> [Source text]:
◆ ◆ ◆ ◆ ◆ ◆ ◆

Lately I have been fuguer, staggering through my life. Exhausted, weak, confused. I go to the doctor yesterday, finally. About the fatigue. I wonder sometimes if I'm a hypochondriac or the opposite of a hypochondriac. Daphne Merkin recently
reviewed a cultural history of hypochondria I found it very interesting. Interesting how Darwin or Emily Bronte could be classified as hypochondriacs, but this is the way they maintained themselves, were able to renew themselves, a culturally acceptable way to take to bed and recharge. I think I do that. I think this has been a similar argument recently about how depression helps creativity. I certainly can take to bed during the day, and it is like a dream state for me, I sleep with my thoughts and desires and wishes and come out ready to begin a project.
But I also think I might be the opposite of a hypochondriac, in that I'll ignore symptoms for a while, because I attribute everything to depression or anxiety or stress. I who wear stress so panicked on my body like the overgrown puppy beyond the wall its hysterical yelps outside the door. So if I'm feeling terrible and sluggish for a while it takes a while for me to realize there might be something organic maybe wrong with me.
I hate my doctor in Akron. He's very much a country doctor, everyone says Akron's a city, but it's not. First of all, he is very slow and looks like an animatronic Orville Redenbacher. And he always uses the same metaphor about my anemia: "It's like you're running a car with a 1/3 tank less of gas." And I hate how gendered the magazines are in waiting offices in Akron. Only the dentist has People or Entertainment Weekly. Everything else is either ESPN or car magazines or Lady's Home Journal and Good Housekeeping. Of course I come out of looking at those women's magazines wanting to tear off my bra my clothes and burn myself in effigy.

◆ ◆ ◆ ◆ ◆ ◆ ◆

> [Data extracts]:
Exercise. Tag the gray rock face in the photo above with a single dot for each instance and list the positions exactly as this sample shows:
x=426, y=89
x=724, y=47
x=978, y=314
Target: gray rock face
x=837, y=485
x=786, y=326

◆ ◆ ◆ ◆ ◆ ◆ ◆

> [Apply what you read]:
A – Using the post about fatigue and hypochondria, decide whether each statement agrees with it, and answer yes or no with the deciding words quoted from the post. (i) The doctor in Akron is described as very fast. (ii) Only the dentist has People or Entertainment Weekly in the waiting office. (iii) Darwin and Emily Bronte are named as people who could be classified as hypochondriacs.
B – Reproduce the part of the post about fatigue and hypochondria starting at "I hate my doctor" and ending at "myself in effigy.".
Nothing in the entries is needed here.

> [Solution set]:
A –
(i) No: "he is very slow"
(ii) Yes: "Only the dentist has People or Entertainment Weekly."
(iii) Yes: "Interesting how Darwin or Emily Bronte could be classified as hypochondriacs"

B –
I hate my doctor in Akron. He's very much a country doctor, everyone says Akron's a city, but it's not. First of all, he is very slow and looks like an animatronic Orville Redenbacher. And he always uses the same metaphor about my anemia: "It's like you're running a car with a 1/3 tank less of gas." And I hate how gendered the magazines are in waiting offices in Akron. Only the dentist has People or Entertainment Weekly. Everything else is either ESPN or car magazines or Lady's Home Journal and Good Housekeeping. Of course I come out of looking at those women's magazines wanting to tear off my bra my clothes and burn myself in effigy.